PROBLEM DETAILS:
Repeat the listing exactly, line by line, and leave the pictures behind.

GIVEN INFORMATION:

::::::::

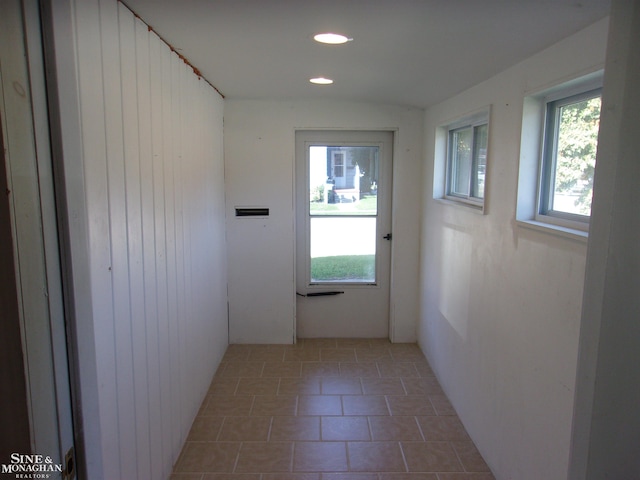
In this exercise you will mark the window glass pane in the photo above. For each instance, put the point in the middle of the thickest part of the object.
(343, 180)
(461, 145)
(480, 160)
(577, 142)
(343, 249)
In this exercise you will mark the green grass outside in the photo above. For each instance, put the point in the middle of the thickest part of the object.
(366, 206)
(343, 267)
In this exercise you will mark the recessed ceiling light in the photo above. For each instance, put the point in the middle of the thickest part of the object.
(321, 81)
(331, 38)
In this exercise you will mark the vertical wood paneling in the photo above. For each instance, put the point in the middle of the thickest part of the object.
(91, 98)
(149, 123)
(121, 287)
(151, 137)
(133, 192)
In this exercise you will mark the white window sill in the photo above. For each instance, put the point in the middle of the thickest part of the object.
(468, 206)
(557, 230)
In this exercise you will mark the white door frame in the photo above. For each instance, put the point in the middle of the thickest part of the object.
(35, 234)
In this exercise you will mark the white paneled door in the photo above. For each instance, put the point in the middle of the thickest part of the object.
(343, 237)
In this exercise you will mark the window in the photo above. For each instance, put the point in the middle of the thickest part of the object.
(467, 159)
(558, 147)
(569, 157)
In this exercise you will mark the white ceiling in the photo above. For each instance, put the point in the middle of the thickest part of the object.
(404, 52)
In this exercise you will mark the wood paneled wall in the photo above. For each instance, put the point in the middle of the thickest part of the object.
(152, 182)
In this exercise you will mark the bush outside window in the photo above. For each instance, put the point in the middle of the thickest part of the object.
(467, 159)
(569, 158)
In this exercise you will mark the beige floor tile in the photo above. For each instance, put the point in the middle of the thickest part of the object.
(320, 457)
(418, 405)
(319, 405)
(223, 386)
(208, 457)
(205, 429)
(243, 369)
(224, 405)
(357, 342)
(408, 476)
(466, 476)
(282, 369)
(257, 386)
(373, 354)
(375, 457)
(395, 428)
(302, 355)
(345, 429)
(431, 457)
(320, 343)
(186, 476)
(441, 405)
(424, 370)
(264, 457)
(291, 476)
(266, 353)
(341, 386)
(471, 459)
(299, 386)
(269, 405)
(295, 429)
(359, 369)
(338, 355)
(422, 386)
(231, 476)
(349, 476)
(397, 369)
(364, 405)
(244, 429)
(320, 369)
(327, 409)
(382, 386)
(442, 429)
(237, 353)
(403, 352)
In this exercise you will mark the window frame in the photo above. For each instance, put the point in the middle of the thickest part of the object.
(473, 122)
(548, 158)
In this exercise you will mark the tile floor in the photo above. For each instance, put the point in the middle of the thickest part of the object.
(327, 409)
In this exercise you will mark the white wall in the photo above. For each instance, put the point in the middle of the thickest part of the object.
(606, 432)
(500, 304)
(143, 168)
(259, 145)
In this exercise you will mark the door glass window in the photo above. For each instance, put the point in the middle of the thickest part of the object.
(343, 209)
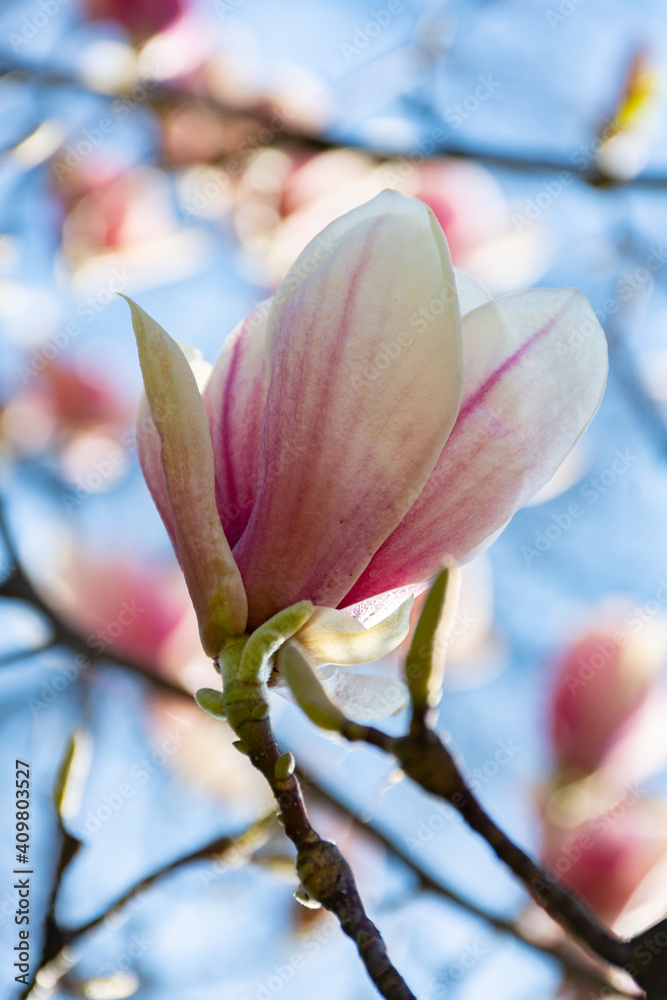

::::::::

EXERCISE RESULT:
In this exercise you will mark the window glass pane in the photo above. For each instance, put the point in the middle of the thickest part of the object.
(343, 180)
(461, 145)
(480, 160)
(577, 142)
(343, 249)
In this exercise you will mark the green grass outside in the photo above. For each instance, put the point in the middle of the thickest part of the object.
(366, 206)
(343, 267)
In this exercise you will mark the recessed ceiling light in the photo above. For each instance, put the point in the middle of the thickest part of the object.
(321, 81)
(331, 38)
In this exercise you will mark the vertical wood paneling in the photo above. For each instance, put the point in the middle of the thickest part of the object.
(91, 98)
(149, 123)
(121, 287)
(151, 137)
(133, 192)
In this exercise you will mark the white window sill in the photo above. For each instance, put the point in the middle of the thickest part of the object.
(468, 206)
(557, 230)
In this exercise you will mark the white door frame in the photo above. For each instance, put the point in the middle of the thickest part of the object.
(35, 234)
In this exercise you will mark the white paneled door in the photo above. For each instance, put the point in the middle of the thickest part of the object.
(343, 237)
In this exercise you will mark the window in the photo above. For each instance, put the point in the middle of the thickest part of the object.
(467, 159)
(558, 147)
(569, 157)
In this exercise you will mark the white ceiling in the photo above. For each instance, put the point in the middle of the thickest part of the object.
(404, 52)
In this exercise you will mark the wood paneled wall in the photo above. For each instance, put the point in the middle of the thickest part of the object.
(152, 182)
In this exercise you will mark the bush outside window in the photo above. For each instance, put the point in the middle of the thickest part of the object.
(467, 159)
(569, 158)
In this exercise you will mark the beige floor tile in the photo above. For each instance, put the point in the middle of the thickest part of the object.
(320, 457)
(418, 405)
(319, 405)
(223, 386)
(208, 457)
(205, 429)
(243, 369)
(224, 405)
(357, 342)
(408, 476)
(466, 476)
(282, 369)
(257, 386)
(373, 354)
(375, 457)
(395, 428)
(302, 355)
(345, 429)
(431, 457)
(320, 343)
(186, 476)
(441, 405)
(424, 370)
(264, 457)
(291, 476)
(266, 353)
(341, 386)
(471, 459)
(299, 386)
(269, 405)
(295, 429)
(359, 369)
(338, 355)
(422, 386)
(231, 476)
(349, 476)
(397, 369)
(364, 405)
(244, 429)
(320, 369)
(327, 409)
(382, 386)
(442, 429)
(237, 353)
(403, 352)
In this exercise you will mark the window frame in the photo above. For each instance, put the point in the middle of the thickest part of the object.
(473, 122)
(548, 158)
In this exercise you will mark the tile floor in the photo above. For each instance, put the point in the middle of the thickest part of the object.
(327, 409)
In this exercise you will mark the white wall in the photo above. For each instance, put the point in the middle of the thickest part of the object.
(606, 432)
(500, 304)
(143, 168)
(259, 145)
In this exercise you will mark the door glass window in the photo above. For each instance, put the point in the middle of the thickest part of the object.
(343, 209)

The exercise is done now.